# Description of the task
Taking the line with "Target: track light head" as the first and the line with "Target: green grass outside" as the last, set down exactly every line in that range from the entries below, and no more.

# Referring expression data
■ ■ ■
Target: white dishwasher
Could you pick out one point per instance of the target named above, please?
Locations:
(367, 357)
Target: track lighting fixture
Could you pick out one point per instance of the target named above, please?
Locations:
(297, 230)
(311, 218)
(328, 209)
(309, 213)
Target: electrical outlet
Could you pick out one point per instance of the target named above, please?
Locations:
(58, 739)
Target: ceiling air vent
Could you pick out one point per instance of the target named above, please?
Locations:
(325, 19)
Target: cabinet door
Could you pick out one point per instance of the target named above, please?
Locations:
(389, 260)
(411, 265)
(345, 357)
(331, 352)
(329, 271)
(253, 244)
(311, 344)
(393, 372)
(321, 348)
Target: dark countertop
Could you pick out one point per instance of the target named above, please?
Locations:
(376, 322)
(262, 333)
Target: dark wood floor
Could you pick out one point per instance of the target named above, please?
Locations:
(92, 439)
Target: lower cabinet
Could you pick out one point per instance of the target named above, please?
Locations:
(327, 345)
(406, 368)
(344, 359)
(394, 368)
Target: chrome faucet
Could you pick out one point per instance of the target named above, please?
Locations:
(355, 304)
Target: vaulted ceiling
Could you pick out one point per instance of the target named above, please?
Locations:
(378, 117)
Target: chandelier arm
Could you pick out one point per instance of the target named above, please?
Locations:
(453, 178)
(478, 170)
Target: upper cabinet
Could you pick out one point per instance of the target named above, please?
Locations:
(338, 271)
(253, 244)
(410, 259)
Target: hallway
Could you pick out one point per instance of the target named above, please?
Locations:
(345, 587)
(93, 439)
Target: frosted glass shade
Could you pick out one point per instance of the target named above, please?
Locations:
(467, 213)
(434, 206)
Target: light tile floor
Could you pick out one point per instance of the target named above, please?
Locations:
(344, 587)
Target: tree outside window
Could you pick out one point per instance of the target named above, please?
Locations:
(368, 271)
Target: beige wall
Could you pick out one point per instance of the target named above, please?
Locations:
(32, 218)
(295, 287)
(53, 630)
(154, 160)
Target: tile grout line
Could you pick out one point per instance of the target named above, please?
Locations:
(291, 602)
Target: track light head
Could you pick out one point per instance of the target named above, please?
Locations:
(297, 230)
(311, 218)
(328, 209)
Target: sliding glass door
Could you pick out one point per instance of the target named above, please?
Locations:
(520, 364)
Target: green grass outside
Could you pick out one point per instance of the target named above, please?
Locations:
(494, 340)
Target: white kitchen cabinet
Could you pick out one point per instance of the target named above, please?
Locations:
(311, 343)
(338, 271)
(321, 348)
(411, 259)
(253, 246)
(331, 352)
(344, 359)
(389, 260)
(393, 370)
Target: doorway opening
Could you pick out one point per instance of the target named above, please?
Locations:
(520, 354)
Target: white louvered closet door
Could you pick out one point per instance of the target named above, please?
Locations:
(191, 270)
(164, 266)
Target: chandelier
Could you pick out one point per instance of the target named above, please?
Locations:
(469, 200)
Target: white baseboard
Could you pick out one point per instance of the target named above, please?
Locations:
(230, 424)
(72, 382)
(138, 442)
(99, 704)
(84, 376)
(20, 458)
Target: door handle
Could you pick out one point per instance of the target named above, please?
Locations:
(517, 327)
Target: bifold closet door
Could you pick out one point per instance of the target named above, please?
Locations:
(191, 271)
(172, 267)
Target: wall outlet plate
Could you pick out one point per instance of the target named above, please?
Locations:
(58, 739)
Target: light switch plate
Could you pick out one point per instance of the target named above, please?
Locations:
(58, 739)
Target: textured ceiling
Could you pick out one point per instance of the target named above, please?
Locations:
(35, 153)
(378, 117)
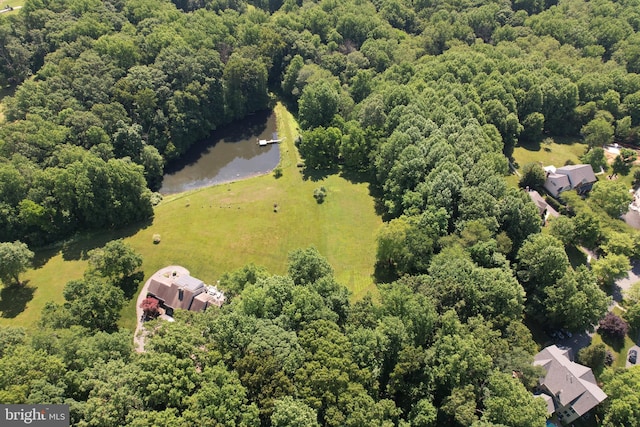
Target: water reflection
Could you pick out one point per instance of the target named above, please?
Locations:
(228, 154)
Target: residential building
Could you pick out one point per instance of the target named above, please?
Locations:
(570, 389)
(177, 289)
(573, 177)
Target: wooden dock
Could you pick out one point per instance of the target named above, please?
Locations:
■ ■ ■
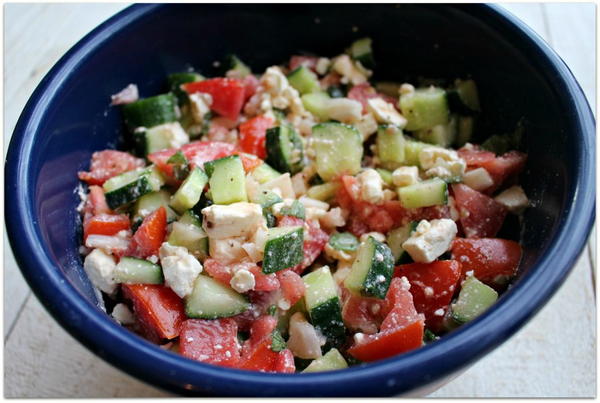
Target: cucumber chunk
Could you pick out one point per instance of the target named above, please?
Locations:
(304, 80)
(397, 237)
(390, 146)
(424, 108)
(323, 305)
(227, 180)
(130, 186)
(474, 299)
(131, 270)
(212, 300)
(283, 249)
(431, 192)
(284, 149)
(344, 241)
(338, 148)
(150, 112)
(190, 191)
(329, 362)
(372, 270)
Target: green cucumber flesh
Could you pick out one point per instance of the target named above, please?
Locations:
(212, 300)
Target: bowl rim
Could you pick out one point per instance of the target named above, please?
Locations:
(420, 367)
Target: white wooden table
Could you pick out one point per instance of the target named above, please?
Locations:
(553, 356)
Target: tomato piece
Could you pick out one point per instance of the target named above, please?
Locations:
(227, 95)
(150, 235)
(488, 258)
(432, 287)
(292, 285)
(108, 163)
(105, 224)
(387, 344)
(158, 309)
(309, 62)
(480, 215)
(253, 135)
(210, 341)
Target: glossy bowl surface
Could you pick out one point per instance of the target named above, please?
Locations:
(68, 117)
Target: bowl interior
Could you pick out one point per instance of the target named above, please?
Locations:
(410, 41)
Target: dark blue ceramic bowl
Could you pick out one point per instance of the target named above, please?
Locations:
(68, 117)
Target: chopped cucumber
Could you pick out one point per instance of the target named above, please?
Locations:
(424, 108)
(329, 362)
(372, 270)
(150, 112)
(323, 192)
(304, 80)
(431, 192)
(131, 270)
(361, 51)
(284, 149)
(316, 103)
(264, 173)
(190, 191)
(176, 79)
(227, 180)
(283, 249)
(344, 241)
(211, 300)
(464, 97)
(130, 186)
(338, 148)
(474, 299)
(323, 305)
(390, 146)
■ ■ ■
# Task output
Target: track light head
Could you pick out one point per instance of the target named above, please?
Locations:
(297, 230)
(311, 218)
(328, 209)
Target: sliding glass door
Could you pick out one point per instance of the target named above, please?
Locations:
(520, 364)
Target: green grass outside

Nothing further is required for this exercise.